# [Aim of the task]
Take the data below and extract the lines from the one with "Query: dark stone" to the one with "Where can the cloudy dusk sky on", inclusive, exactly as written.

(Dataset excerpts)
__________________________________________________
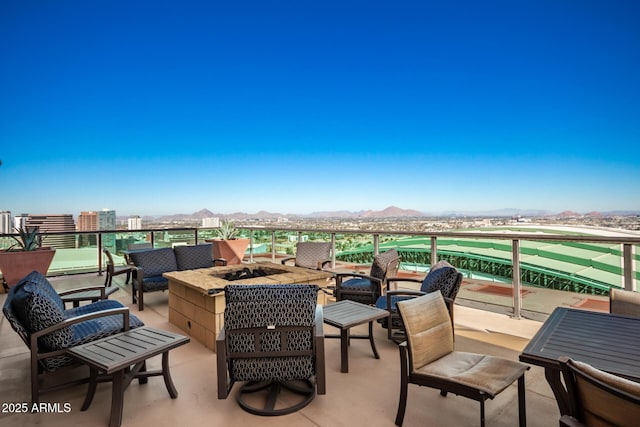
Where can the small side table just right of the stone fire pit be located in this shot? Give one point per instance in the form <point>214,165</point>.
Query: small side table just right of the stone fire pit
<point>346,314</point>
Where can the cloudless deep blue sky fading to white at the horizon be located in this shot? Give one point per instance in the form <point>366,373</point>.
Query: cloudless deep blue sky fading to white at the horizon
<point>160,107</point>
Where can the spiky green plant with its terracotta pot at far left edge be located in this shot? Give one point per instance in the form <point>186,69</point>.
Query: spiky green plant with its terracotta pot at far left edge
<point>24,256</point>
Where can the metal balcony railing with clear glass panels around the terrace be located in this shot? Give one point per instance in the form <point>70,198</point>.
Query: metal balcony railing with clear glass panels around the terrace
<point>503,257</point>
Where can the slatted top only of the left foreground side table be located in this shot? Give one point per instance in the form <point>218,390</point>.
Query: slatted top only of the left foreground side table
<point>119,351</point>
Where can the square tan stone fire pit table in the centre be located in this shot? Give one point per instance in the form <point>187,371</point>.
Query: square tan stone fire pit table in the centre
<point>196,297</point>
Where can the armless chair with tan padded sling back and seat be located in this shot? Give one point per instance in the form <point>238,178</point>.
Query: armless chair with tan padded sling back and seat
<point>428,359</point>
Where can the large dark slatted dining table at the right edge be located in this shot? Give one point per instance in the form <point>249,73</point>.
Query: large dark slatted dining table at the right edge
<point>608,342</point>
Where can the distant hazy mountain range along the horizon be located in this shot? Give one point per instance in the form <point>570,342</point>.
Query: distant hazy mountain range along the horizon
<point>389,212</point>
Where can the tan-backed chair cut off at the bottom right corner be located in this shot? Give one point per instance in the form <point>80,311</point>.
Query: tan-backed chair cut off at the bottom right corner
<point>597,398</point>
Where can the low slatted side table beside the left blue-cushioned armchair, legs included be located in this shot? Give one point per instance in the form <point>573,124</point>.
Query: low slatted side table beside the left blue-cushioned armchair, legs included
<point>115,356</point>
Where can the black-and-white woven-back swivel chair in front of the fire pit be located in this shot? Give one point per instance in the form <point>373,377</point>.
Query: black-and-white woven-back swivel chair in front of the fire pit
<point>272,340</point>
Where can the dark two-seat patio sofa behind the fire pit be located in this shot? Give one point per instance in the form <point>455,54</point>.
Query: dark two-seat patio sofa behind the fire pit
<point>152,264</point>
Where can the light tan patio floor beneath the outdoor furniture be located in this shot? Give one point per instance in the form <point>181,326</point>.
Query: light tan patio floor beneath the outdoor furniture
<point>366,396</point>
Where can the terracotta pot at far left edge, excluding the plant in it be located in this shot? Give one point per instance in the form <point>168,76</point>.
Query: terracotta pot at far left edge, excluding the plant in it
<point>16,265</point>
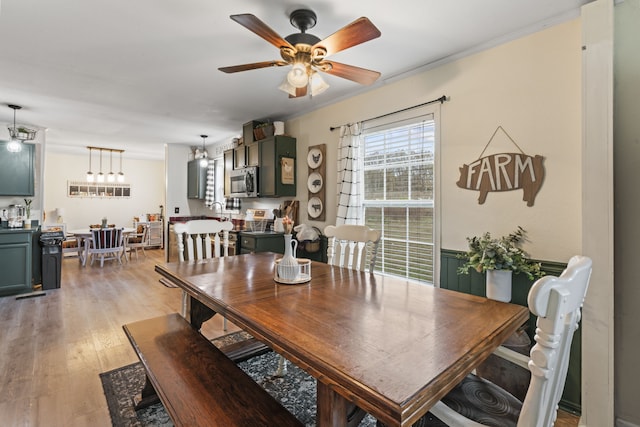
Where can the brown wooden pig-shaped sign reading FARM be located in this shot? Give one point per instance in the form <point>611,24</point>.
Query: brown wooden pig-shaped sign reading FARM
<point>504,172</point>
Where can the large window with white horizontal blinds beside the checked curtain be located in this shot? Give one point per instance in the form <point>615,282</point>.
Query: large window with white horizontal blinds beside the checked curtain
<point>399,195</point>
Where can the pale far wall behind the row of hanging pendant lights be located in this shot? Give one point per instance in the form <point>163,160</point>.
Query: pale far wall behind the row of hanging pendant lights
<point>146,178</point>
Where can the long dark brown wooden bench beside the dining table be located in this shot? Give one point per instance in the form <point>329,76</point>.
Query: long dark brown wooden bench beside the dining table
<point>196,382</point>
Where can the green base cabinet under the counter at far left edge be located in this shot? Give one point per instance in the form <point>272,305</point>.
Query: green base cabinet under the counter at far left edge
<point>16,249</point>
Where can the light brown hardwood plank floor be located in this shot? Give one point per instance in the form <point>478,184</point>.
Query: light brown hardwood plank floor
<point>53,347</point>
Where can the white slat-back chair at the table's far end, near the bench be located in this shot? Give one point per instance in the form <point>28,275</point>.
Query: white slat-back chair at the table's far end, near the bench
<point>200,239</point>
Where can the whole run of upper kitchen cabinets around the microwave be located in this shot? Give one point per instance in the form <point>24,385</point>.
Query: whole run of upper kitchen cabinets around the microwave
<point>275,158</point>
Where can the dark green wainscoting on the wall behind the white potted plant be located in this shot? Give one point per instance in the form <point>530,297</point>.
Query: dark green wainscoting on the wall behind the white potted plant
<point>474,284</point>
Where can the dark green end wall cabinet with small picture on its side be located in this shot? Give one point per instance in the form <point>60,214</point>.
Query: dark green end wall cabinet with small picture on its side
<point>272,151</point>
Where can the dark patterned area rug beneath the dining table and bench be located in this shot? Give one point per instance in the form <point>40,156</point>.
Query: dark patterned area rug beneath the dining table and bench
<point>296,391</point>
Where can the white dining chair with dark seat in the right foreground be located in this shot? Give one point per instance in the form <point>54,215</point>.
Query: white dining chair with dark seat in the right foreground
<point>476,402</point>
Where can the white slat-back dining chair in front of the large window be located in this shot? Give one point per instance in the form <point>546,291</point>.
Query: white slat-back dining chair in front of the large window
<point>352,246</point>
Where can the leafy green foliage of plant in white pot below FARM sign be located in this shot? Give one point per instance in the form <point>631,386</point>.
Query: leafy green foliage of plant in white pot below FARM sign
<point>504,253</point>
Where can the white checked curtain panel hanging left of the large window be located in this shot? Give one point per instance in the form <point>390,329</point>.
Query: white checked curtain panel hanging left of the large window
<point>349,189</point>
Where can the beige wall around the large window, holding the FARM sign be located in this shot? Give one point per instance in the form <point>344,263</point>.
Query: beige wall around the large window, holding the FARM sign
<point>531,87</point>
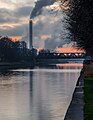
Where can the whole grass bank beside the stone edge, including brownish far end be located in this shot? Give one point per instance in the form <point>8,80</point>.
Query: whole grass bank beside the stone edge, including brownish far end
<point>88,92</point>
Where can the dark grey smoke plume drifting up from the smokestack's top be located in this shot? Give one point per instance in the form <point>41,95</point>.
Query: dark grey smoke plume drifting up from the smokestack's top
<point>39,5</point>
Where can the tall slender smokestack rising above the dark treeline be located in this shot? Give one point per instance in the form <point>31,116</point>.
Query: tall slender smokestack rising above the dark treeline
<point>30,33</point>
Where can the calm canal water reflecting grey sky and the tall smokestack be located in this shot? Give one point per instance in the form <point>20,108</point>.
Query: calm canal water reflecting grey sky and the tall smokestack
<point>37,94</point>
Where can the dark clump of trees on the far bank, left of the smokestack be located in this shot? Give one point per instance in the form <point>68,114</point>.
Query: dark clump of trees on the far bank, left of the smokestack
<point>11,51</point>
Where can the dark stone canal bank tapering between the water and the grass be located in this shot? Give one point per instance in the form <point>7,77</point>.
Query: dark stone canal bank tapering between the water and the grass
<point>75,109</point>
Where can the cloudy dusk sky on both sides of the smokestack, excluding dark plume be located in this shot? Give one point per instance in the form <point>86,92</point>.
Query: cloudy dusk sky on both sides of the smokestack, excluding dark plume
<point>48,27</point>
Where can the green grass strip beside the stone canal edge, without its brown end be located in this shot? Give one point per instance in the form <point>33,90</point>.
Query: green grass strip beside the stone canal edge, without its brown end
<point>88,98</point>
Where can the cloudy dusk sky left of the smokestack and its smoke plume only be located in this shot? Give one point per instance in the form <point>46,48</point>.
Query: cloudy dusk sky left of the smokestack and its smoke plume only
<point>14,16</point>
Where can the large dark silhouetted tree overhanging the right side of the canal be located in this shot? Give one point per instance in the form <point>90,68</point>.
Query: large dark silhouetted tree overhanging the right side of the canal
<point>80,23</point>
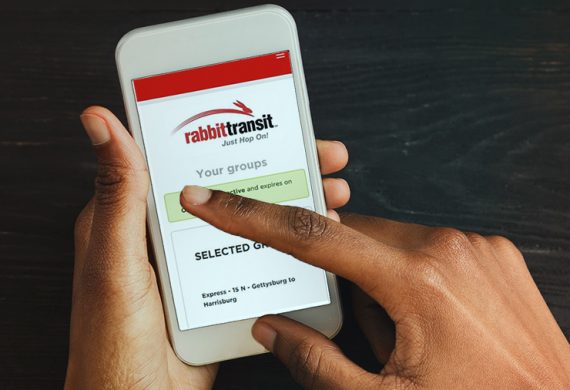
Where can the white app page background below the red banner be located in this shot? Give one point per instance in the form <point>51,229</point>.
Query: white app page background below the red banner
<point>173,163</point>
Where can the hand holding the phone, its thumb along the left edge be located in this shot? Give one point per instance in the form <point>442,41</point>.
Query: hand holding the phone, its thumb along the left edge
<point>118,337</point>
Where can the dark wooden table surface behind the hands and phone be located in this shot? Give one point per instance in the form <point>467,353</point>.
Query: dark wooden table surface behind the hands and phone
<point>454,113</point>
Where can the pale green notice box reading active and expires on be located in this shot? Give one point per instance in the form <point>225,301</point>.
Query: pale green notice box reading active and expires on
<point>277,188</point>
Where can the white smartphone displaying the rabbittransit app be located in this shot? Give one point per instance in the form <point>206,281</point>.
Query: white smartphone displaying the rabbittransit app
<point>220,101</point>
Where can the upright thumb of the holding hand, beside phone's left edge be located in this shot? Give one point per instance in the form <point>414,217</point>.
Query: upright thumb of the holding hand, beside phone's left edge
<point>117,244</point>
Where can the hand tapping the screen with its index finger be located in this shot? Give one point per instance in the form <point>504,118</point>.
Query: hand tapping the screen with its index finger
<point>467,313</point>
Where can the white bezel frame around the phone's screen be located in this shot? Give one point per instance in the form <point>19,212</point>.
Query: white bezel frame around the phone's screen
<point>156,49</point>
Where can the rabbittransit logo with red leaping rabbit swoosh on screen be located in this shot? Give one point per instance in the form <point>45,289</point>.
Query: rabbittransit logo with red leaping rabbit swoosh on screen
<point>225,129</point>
__________________________________________________
# [Finished task]
Query: dark stone canal bank tapering between the water and the grass
<point>75,109</point>
Where can the cloudy dusk sky on both sides of the smokestack, excluding dark plume be located in this shot? Give one point per instance in the form <point>86,92</point>.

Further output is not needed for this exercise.